### Aim of the task
Print the line that contains "Mark every instance of the paved" and every line after it through the last line of the records below, exactly as written and nothing else.

━━━ Entries shown

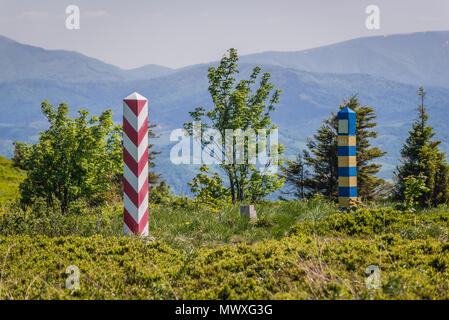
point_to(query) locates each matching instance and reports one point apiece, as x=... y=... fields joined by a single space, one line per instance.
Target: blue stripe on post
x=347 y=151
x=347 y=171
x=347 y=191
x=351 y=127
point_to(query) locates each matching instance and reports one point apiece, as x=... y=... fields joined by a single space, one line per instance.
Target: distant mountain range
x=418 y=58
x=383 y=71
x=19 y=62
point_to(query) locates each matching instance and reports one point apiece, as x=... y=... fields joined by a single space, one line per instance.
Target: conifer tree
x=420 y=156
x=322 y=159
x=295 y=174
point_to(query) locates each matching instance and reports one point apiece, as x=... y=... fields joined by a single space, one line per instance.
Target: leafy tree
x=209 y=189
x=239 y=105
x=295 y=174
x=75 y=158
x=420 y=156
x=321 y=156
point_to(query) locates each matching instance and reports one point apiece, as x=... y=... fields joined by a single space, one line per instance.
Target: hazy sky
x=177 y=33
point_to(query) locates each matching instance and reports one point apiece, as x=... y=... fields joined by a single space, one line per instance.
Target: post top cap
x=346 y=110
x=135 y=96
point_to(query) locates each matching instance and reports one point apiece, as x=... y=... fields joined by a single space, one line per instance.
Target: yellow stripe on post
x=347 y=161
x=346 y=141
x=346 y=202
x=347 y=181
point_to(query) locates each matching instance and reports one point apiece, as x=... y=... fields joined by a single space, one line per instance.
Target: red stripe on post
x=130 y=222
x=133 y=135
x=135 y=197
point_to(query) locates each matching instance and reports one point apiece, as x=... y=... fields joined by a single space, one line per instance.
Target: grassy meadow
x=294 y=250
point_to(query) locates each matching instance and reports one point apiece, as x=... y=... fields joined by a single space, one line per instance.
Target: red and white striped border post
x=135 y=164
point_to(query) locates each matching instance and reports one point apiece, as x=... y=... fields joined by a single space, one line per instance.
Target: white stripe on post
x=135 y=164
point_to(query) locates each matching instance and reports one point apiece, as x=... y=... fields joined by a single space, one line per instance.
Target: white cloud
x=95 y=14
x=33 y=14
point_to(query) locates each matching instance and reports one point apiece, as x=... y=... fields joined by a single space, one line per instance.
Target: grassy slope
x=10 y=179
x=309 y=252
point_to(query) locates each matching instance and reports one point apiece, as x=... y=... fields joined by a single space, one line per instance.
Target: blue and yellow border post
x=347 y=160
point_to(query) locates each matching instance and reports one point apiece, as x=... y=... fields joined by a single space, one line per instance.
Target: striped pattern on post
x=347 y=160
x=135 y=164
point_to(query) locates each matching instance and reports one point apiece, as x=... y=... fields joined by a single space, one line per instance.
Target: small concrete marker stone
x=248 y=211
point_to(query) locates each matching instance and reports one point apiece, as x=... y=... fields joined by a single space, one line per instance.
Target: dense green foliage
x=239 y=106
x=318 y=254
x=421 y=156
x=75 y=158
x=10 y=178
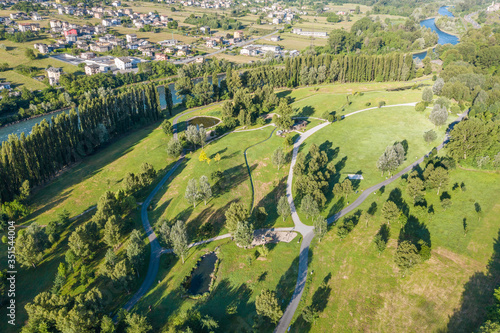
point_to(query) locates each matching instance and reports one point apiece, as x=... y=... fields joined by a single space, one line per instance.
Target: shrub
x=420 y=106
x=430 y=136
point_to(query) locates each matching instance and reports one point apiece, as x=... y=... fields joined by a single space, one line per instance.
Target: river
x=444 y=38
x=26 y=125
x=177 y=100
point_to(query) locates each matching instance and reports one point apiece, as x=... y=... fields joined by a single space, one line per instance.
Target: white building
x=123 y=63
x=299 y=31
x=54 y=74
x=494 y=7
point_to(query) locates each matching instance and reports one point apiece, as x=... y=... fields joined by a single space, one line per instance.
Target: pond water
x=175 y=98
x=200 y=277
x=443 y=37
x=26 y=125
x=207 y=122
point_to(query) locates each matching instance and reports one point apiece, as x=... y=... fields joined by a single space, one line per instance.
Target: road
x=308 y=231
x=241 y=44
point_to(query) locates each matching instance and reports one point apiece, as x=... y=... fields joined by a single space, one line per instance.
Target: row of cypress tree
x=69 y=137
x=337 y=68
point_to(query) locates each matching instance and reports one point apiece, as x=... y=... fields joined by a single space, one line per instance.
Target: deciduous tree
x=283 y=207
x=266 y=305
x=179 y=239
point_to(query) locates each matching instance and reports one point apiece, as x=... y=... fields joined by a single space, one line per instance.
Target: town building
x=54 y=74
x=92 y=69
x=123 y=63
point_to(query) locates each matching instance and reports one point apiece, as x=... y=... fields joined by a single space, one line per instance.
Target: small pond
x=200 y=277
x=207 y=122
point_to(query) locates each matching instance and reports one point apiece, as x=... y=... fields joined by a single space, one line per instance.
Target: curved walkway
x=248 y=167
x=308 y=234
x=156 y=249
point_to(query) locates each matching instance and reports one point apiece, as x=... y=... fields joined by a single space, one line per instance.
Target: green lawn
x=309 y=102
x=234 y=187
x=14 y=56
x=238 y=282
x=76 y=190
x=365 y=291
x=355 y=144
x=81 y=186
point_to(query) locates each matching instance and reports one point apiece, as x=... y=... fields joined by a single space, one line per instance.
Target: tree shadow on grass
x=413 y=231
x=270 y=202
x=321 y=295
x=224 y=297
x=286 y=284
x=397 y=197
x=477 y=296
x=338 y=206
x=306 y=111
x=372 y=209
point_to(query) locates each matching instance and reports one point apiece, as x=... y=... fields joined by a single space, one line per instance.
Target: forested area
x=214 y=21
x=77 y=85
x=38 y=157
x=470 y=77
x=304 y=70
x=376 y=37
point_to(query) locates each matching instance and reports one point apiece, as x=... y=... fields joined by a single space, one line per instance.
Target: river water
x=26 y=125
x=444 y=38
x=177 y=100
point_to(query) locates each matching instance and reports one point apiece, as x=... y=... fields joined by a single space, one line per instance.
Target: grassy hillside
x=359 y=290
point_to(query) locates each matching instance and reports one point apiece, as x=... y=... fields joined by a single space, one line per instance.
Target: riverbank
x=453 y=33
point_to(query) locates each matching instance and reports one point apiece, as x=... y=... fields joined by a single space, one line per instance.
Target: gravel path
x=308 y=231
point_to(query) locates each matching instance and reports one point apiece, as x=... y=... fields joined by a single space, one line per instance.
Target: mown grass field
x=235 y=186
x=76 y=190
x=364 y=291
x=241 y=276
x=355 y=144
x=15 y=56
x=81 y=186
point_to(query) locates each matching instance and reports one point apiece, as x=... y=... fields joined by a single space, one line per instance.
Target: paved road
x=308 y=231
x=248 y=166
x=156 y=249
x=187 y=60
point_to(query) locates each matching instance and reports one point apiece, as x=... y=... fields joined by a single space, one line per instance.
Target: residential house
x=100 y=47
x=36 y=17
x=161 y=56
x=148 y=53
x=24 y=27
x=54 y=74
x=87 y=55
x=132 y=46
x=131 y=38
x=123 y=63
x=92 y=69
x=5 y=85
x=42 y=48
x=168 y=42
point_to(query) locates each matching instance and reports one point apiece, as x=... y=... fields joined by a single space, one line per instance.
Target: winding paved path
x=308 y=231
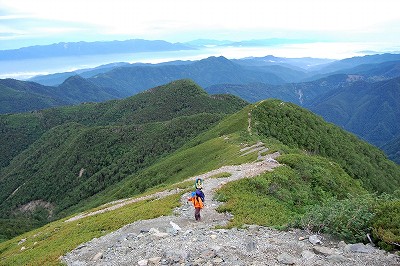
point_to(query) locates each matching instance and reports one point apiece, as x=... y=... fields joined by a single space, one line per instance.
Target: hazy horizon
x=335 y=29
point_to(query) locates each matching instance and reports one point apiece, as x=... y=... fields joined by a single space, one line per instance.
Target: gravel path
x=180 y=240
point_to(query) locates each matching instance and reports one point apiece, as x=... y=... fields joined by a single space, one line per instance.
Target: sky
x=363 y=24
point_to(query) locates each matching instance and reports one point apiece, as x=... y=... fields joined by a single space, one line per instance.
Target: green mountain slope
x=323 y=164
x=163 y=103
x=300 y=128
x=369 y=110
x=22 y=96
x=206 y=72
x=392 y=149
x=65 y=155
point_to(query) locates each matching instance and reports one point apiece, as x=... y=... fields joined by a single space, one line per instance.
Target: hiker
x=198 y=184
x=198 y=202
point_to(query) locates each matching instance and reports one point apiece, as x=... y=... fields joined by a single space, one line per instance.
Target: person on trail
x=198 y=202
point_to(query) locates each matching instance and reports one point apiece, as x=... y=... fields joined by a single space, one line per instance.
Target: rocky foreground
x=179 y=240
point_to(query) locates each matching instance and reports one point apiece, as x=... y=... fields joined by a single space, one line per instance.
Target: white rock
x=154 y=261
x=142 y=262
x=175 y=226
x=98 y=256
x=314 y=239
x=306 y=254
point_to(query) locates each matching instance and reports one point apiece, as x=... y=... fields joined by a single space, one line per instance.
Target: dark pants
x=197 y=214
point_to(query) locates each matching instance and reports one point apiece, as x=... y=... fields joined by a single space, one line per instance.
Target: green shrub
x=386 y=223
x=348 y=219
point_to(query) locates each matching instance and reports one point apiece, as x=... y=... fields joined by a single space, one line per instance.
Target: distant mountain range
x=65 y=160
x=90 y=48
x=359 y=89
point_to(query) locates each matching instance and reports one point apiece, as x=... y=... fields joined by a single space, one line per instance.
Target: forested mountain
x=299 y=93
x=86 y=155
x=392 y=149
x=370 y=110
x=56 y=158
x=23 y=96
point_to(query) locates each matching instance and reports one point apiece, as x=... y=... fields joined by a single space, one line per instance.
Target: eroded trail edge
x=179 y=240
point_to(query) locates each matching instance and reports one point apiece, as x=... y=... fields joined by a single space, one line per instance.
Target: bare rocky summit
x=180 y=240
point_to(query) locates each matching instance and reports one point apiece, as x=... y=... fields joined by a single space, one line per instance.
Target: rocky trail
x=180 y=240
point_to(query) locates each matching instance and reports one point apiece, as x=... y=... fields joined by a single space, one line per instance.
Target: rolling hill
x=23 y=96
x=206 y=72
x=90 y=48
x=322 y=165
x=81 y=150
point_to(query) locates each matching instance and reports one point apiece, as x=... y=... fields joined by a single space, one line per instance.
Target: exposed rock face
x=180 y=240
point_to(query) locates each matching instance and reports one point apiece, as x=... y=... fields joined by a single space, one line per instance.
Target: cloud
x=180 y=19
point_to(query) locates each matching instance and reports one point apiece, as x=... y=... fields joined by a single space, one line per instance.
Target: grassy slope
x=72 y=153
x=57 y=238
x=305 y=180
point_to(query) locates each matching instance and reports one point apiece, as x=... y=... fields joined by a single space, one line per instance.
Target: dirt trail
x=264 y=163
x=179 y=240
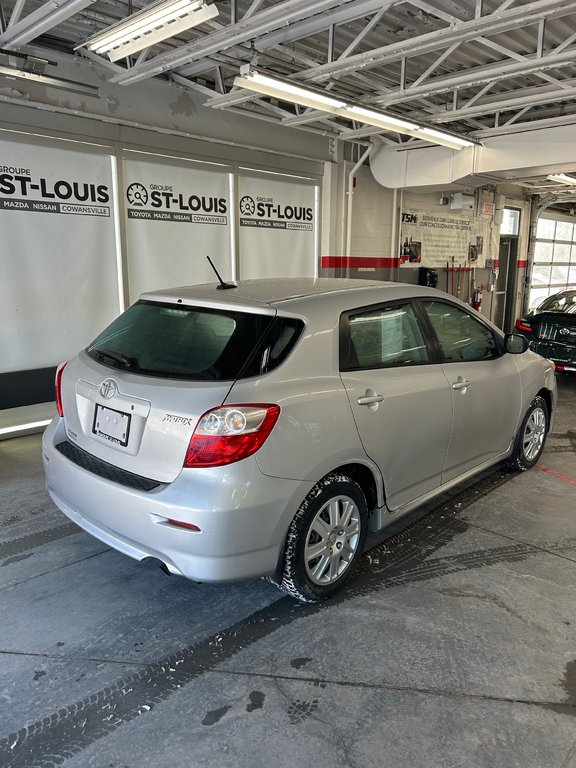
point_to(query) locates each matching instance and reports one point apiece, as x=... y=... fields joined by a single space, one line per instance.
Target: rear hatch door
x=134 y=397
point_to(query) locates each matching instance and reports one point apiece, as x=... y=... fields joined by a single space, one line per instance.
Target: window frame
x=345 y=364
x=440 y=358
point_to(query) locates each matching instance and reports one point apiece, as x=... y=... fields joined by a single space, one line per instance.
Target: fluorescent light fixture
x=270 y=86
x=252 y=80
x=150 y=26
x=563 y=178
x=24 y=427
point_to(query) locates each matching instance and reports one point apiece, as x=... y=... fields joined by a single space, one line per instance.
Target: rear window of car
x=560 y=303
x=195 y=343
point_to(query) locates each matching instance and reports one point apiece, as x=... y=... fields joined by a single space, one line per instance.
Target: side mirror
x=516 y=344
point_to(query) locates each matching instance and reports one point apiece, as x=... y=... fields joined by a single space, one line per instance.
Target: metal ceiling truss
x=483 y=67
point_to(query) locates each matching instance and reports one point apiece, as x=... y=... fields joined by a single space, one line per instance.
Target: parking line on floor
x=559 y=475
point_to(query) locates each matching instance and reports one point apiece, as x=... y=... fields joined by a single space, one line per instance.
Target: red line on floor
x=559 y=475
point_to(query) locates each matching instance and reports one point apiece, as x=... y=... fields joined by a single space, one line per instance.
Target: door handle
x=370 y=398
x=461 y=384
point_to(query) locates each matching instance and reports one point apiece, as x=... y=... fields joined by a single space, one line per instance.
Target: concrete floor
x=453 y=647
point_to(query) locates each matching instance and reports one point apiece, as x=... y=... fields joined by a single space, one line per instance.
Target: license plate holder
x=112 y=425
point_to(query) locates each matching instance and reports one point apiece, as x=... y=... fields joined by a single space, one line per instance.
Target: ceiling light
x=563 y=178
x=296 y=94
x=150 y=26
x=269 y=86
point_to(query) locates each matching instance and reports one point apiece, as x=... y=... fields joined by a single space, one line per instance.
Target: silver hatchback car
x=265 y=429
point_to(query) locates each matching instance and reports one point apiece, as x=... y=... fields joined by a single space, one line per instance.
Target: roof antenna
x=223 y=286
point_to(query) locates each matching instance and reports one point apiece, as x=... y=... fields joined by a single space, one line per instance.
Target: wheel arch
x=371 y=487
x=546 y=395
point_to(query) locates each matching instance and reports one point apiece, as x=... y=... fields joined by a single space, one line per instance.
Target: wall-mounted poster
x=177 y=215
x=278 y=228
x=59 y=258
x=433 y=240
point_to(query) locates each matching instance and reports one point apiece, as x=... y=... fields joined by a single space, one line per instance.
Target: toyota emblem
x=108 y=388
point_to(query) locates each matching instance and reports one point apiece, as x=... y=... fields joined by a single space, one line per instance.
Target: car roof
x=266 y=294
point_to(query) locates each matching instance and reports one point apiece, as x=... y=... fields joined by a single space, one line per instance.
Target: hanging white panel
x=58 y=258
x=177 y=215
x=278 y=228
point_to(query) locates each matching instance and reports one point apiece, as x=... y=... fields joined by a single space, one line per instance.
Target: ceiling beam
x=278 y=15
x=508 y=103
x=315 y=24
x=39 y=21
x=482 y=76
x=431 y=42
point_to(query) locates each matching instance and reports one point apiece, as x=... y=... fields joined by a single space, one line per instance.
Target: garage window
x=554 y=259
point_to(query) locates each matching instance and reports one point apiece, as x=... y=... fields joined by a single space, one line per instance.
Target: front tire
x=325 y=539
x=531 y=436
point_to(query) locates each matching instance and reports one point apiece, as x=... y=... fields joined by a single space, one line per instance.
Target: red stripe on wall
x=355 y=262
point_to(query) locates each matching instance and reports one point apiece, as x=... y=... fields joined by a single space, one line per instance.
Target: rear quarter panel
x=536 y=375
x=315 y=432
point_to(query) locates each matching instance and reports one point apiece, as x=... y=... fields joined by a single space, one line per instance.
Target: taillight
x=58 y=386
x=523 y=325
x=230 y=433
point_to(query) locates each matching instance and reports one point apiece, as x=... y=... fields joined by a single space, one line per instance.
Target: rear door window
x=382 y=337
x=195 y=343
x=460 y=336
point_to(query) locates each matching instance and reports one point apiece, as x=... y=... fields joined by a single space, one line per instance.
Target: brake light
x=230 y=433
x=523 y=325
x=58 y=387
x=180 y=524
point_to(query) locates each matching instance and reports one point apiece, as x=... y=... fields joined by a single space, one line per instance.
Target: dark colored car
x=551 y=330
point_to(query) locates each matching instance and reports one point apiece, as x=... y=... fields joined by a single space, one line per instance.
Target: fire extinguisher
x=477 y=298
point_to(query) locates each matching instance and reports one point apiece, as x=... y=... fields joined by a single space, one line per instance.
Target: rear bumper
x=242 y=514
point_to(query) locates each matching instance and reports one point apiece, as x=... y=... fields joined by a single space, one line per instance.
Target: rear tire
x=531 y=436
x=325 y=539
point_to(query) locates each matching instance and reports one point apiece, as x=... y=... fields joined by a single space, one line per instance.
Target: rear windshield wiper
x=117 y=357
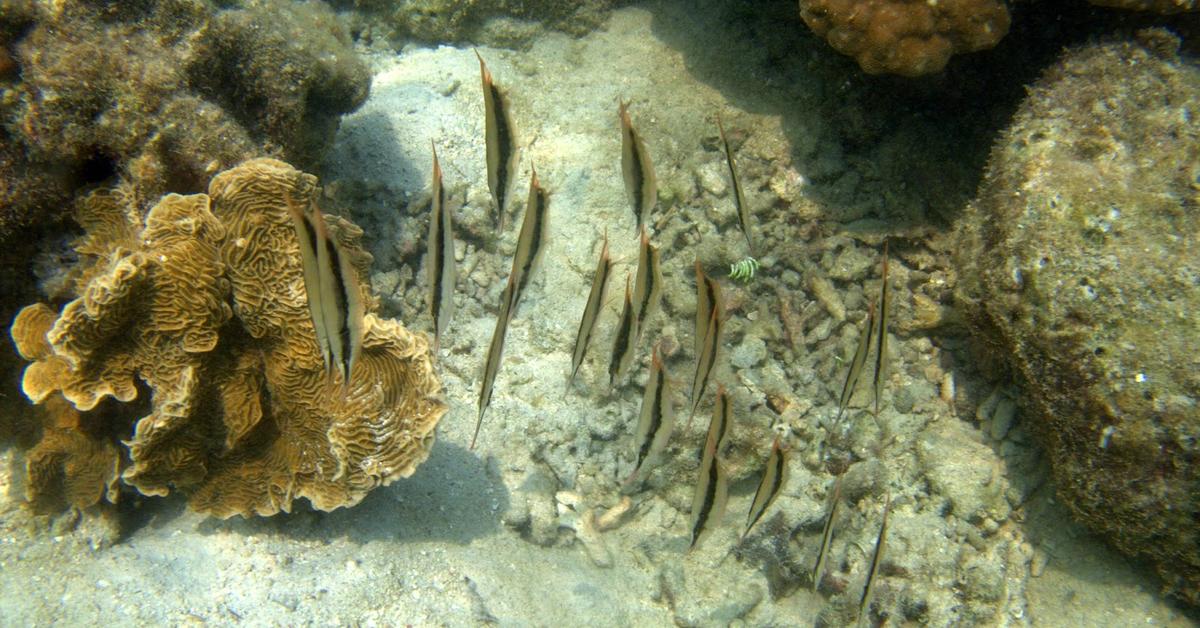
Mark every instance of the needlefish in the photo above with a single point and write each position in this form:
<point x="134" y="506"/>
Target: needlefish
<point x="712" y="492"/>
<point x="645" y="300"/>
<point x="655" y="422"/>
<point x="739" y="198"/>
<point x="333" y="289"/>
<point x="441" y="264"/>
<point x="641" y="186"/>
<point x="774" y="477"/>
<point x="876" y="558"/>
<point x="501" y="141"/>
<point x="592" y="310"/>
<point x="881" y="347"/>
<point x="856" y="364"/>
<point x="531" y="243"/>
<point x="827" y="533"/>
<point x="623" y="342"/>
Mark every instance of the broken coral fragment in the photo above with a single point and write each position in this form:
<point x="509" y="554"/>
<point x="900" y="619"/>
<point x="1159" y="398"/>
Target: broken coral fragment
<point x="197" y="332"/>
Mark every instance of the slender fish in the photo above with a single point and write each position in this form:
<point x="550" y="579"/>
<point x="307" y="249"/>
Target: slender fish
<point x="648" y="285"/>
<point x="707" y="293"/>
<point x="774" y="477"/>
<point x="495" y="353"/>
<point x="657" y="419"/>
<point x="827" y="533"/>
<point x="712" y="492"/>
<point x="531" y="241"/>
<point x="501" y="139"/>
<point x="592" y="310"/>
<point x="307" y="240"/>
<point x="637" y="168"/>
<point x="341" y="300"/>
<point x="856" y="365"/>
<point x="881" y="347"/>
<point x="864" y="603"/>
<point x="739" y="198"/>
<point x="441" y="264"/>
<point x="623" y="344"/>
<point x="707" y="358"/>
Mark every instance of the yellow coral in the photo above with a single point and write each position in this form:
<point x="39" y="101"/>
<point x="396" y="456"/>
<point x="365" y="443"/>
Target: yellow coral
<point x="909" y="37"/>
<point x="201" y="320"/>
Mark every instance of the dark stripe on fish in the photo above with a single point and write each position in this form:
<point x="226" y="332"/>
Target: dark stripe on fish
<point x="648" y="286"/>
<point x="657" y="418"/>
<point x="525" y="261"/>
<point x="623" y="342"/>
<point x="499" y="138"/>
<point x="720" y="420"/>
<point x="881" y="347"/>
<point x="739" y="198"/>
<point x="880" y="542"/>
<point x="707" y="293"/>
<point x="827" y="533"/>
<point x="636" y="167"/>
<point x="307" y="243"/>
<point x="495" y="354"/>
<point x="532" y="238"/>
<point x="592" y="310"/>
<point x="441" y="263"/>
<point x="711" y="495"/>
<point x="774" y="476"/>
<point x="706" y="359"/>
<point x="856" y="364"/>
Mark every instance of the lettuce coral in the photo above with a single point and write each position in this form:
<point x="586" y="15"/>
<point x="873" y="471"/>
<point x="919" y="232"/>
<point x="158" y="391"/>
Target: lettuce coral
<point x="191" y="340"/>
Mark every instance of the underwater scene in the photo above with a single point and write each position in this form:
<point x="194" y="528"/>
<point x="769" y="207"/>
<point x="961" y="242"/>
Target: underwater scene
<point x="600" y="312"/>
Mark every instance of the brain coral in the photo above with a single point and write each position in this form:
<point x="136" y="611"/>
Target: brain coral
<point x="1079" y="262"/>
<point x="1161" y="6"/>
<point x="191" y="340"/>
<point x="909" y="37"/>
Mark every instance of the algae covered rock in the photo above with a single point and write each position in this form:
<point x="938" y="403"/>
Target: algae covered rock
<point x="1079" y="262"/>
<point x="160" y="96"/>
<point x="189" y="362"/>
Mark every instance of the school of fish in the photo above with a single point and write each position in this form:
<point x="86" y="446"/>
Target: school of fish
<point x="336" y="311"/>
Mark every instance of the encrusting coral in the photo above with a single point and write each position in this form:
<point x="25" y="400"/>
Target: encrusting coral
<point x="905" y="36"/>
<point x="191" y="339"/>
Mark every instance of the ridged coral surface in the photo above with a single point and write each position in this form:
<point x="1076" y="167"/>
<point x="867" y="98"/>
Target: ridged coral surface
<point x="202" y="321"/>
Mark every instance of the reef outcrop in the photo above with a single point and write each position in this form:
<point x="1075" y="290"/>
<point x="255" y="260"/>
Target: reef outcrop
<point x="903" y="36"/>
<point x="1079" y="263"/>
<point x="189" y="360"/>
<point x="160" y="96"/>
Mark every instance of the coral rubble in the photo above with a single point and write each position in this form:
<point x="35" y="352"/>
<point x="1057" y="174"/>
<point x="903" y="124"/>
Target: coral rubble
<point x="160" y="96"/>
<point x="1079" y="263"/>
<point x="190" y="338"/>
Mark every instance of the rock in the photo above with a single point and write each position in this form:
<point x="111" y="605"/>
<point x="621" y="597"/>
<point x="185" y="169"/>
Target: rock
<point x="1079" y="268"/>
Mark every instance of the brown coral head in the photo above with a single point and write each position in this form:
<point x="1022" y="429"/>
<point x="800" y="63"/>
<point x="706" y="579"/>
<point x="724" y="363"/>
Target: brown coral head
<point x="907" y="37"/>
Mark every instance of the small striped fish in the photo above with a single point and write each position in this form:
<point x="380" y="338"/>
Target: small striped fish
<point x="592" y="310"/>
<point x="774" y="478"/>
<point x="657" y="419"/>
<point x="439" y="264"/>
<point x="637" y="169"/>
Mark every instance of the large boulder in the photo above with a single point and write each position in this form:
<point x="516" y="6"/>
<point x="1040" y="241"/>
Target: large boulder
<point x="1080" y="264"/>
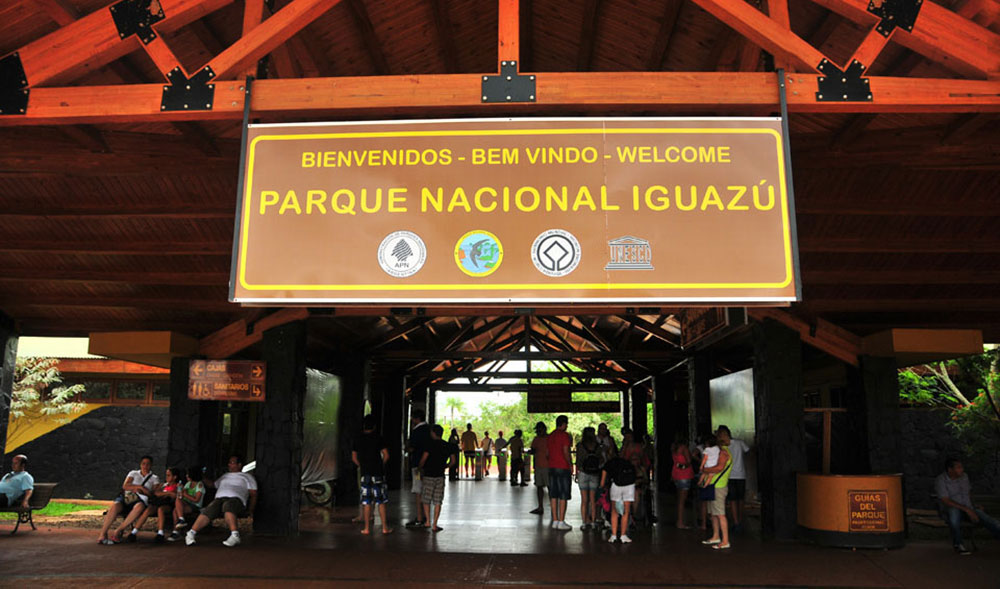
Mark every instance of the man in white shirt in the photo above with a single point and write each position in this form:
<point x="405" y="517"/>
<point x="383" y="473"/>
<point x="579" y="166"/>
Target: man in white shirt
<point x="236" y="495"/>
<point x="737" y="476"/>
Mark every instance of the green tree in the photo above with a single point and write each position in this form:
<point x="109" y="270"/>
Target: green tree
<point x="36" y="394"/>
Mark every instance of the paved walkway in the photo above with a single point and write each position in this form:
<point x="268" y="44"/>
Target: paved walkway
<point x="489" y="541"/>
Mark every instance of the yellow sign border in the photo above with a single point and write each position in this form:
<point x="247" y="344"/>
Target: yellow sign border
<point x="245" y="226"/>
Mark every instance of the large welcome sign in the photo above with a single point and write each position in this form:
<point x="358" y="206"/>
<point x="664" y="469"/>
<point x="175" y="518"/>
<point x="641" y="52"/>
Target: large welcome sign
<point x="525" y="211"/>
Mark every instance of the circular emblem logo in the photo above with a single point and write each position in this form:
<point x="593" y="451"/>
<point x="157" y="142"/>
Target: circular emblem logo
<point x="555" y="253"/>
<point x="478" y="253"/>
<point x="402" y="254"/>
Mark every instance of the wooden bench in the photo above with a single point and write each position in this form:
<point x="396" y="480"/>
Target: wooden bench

━━━━━━

### Output
Mark every instance of the paved walkway in the photo above with a single point and write each position in this form:
<point x="268" y="44"/>
Target: paved walkway
<point x="489" y="541"/>
Mark every instance of the yellow sign border in the photo above with a single point and write each position in this form:
<point x="247" y="344"/>
Target: yellow sign border
<point x="245" y="226"/>
Mark every instance of the large welcome sign in the photo above with a single point and write each position in this form:
<point x="358" y="206"/>
<point x="664" y="469"/>
<point x="175" y="518"/>
<point x="641" y="52"/>
Target: large welcome sign
<point x="525" y="211"/>
Mark every instance of the circular emblem logo in the photo above with a single point and write each position in this form:
<point x="593" y="451"/>
<point x="157" y="142"/>
Target: circular emblem logo
<point x="555" y="253"/>
<point x="478" y="253"/>
<point x="402" y="254"/>
Mark every instance of the wooden bench in the photo above with a single point and write each position in this form:
<point x="396" y="480"/>
Target: wooden bench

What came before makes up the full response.